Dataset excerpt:
====
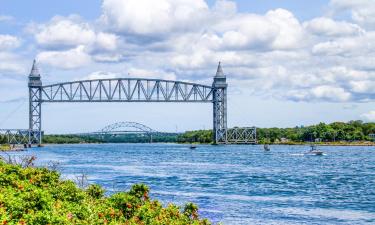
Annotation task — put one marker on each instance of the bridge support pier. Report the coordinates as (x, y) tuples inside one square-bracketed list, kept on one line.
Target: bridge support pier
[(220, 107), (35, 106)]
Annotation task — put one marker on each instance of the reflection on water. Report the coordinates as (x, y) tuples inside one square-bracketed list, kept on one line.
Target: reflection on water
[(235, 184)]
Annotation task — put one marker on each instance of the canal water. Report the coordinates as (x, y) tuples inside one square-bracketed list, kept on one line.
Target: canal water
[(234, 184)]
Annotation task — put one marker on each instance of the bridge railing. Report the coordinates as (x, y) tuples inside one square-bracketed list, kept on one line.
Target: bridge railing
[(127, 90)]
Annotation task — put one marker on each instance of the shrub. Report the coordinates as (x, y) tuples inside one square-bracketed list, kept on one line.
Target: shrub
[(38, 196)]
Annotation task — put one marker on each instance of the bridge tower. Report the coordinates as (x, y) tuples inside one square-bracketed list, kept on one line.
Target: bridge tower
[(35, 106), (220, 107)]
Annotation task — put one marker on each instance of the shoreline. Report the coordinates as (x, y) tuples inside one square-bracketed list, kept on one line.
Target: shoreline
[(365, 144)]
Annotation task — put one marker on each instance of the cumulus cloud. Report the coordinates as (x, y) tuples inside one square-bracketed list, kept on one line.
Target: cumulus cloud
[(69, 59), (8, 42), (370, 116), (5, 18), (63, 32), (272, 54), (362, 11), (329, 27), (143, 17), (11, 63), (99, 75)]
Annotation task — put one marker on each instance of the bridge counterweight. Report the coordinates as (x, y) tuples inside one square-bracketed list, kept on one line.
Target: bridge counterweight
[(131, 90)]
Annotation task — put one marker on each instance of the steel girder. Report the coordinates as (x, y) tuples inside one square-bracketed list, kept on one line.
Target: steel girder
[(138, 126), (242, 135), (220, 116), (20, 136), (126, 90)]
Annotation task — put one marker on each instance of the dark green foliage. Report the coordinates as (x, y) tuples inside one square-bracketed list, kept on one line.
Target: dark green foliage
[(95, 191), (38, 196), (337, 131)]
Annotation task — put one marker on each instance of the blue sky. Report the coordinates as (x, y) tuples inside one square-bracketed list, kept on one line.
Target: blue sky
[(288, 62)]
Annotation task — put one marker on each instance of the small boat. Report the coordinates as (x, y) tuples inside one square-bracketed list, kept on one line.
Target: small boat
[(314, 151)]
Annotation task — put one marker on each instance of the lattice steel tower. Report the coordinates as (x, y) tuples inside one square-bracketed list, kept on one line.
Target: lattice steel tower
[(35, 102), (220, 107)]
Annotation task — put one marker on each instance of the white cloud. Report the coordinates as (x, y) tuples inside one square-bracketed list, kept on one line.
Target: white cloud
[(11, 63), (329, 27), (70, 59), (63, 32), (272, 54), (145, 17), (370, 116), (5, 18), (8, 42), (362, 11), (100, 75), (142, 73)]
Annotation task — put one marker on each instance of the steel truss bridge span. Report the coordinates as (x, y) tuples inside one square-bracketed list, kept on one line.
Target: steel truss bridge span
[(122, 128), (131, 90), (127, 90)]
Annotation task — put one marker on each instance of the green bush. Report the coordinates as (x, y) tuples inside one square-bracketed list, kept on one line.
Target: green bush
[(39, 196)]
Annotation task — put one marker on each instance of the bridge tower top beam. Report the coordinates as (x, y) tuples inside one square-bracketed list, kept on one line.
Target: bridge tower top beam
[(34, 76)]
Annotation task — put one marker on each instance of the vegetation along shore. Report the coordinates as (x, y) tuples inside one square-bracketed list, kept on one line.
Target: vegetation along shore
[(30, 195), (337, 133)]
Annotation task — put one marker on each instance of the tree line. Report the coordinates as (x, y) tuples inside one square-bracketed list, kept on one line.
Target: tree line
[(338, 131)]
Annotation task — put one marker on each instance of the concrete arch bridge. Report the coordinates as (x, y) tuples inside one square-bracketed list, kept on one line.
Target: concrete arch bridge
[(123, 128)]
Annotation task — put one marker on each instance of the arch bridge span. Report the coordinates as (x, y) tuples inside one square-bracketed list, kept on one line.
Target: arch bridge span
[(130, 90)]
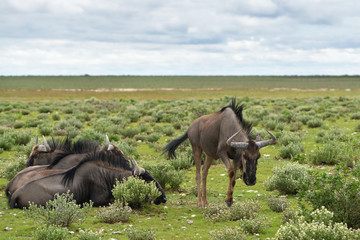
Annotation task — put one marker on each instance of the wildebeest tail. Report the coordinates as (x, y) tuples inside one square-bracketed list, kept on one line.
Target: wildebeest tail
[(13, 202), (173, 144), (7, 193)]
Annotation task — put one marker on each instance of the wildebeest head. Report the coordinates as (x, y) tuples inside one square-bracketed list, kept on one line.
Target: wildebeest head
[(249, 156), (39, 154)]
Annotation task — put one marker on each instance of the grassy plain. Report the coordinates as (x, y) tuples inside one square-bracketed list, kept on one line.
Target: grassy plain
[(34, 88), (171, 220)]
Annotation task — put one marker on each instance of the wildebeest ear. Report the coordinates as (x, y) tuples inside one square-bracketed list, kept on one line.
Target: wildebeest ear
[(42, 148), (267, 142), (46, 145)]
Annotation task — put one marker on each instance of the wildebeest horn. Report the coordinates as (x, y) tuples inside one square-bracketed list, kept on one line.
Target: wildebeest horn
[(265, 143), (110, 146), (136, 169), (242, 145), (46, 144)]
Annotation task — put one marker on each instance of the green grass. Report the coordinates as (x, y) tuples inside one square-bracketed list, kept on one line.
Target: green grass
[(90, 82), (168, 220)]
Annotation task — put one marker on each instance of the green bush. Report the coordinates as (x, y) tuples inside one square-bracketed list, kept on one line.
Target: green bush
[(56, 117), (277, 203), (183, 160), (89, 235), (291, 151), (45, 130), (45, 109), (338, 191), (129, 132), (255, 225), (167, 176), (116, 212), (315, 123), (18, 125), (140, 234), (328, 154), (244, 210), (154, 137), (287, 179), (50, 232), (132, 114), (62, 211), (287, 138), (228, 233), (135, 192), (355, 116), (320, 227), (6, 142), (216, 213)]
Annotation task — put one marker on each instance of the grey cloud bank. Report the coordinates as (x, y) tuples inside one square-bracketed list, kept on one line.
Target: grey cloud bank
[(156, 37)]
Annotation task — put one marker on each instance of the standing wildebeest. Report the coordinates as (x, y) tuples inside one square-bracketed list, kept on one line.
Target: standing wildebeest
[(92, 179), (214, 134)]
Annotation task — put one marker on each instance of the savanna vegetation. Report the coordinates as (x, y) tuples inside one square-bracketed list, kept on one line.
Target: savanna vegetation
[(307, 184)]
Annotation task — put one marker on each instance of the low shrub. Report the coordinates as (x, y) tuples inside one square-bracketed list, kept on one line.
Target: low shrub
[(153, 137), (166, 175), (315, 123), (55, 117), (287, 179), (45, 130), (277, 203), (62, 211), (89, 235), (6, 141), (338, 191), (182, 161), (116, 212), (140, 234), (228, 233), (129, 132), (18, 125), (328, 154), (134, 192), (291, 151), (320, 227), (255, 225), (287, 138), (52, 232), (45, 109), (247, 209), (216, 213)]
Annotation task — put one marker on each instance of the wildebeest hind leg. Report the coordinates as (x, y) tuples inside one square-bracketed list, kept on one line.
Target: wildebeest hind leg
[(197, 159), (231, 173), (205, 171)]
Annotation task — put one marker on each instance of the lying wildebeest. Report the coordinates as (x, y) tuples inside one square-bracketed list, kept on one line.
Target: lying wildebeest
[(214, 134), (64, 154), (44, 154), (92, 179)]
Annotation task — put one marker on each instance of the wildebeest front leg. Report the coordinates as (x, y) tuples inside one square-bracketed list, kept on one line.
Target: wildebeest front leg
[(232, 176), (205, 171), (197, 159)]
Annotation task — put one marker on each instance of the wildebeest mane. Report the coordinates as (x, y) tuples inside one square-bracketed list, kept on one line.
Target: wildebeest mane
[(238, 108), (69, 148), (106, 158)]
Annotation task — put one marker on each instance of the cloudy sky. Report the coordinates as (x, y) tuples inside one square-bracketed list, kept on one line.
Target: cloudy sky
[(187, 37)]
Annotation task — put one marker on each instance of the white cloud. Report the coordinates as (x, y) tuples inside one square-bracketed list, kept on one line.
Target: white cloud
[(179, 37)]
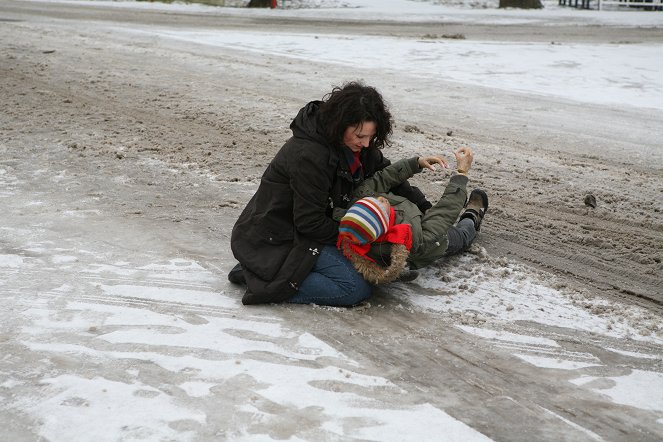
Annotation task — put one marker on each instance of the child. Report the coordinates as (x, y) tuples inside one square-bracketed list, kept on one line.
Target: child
====
WHAT TO DO: Put the data from the line containing "of the reflection" through the line containing "63), (99, 75)]", both included, into a JSON list of strings with one string per line. Leave out blank lines.

EXPECTED ANSWER:
[
  "Annotation task — put one marker on each instance of the reflection on water. Report the coordinates as (x, y) tuples inside one square-bracketed list, kept on one line.",
  "Target: reflection on water",
  "[(235, 184)]",
  "Annotation task — put one marker on each instance of the canal water. Report the coordinates as (x, y) tuples inside one square-bracketed list, kept on one line.",
  "Target: canal water",
  "[(234, 184)]",
  "Annotation task — put one marker on each instance of the bridge railing. Report the coordinates as (x, y) tuples inside one square-bracketed list, kept on one line.",
  "Target: bridge railing",
  "[(127, 90)]",
  "Annotation task — put one marker on each instance of the shrub. Report the coordinates as (x, y) tuples inside one square-bracketed list, kept on one line.",
  "Target: shrub",
  "[(38, 196)]",
  "Annotation task — put one marker on each instance of the bridge tower. Report the coordinates as (x, y) tuples inside one square-bracketed list, kept on one line.",
  "Target: bridge tower",
  "[(35, 106), (220, 107)]",
  "Annotation task — put one marker on each instance of the shoreline. Report the coordinates as (x, y) tuples inside one square-bracketed list, kept on one line.",
  "Target: shoreline",
  "[(365, 144)]",
  "Annotation task — put one marker on each instance of the cumulus cloud. Report the coordinates as (x, y) tuples inside one square-bracketed list, kept on one line.",
  "Target: cumulus cloud",
  "[(69, 59), (8, 42), (370, 116), (5, 18), (63, 32), (272, 54), (362, 11), (329, 27), (143, 17), (11, 63), (99, 75)]"
]